### WHAT THE EXERCISE ASKS
Rescale the records below by reproducing every line, requests included, with the pictures omitted and each point coordinate in the answers multiplied by 0.8 and rounded to the nearest whole number, halves rounded up. Leave the numbers in the requests and their sample formats unchanged.
## start
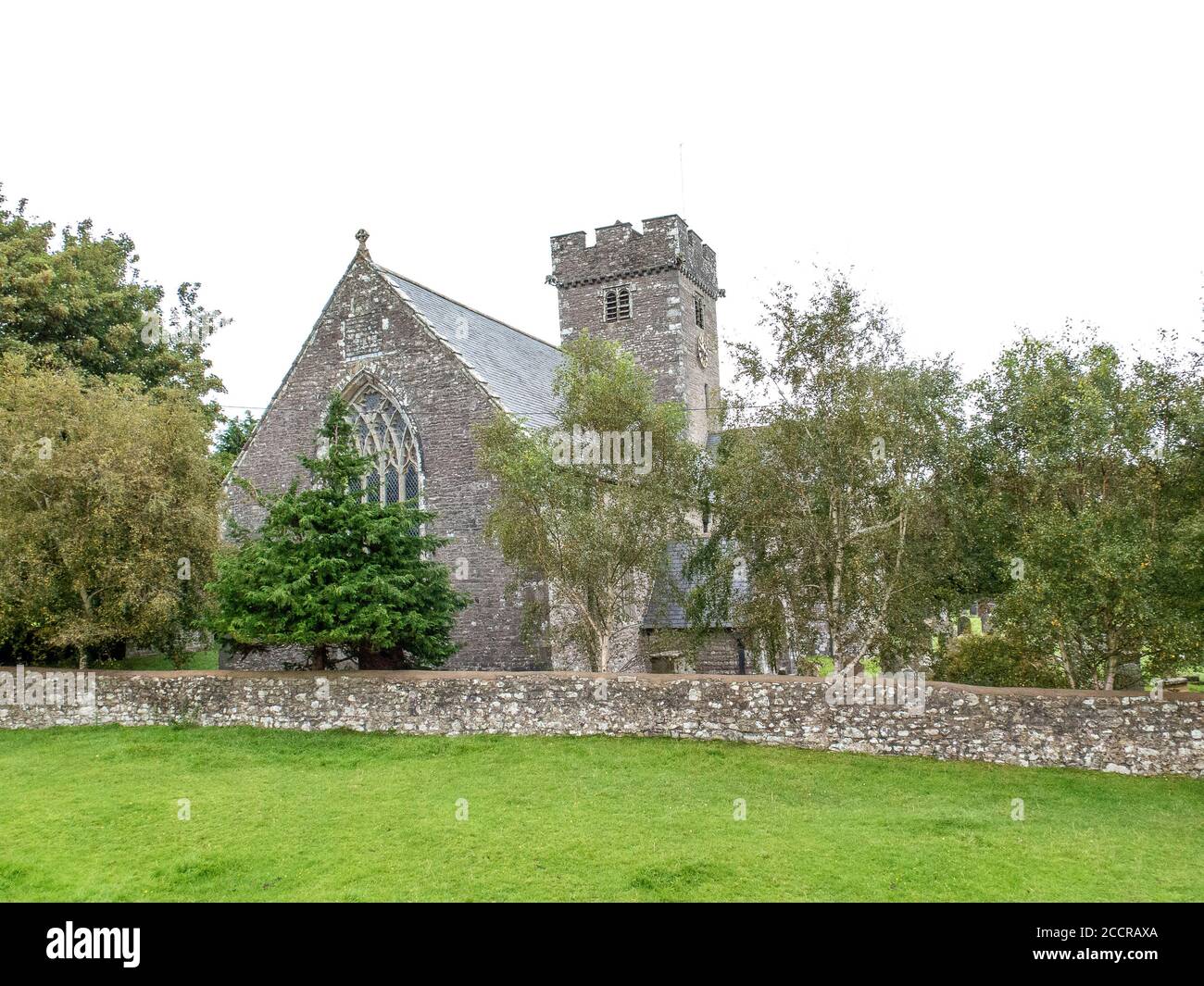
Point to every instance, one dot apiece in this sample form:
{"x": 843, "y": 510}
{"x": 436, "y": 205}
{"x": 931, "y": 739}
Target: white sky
{"x": 979, "y": 167}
## end
### RESULT
Point to every instance, one dot apiece in this sample form:
{"x": 843, "y": 510}
{"x": 436, "y": 205}
{"x": 931, "y": 739}
Target: white sky
{"x": 783, "y": 134}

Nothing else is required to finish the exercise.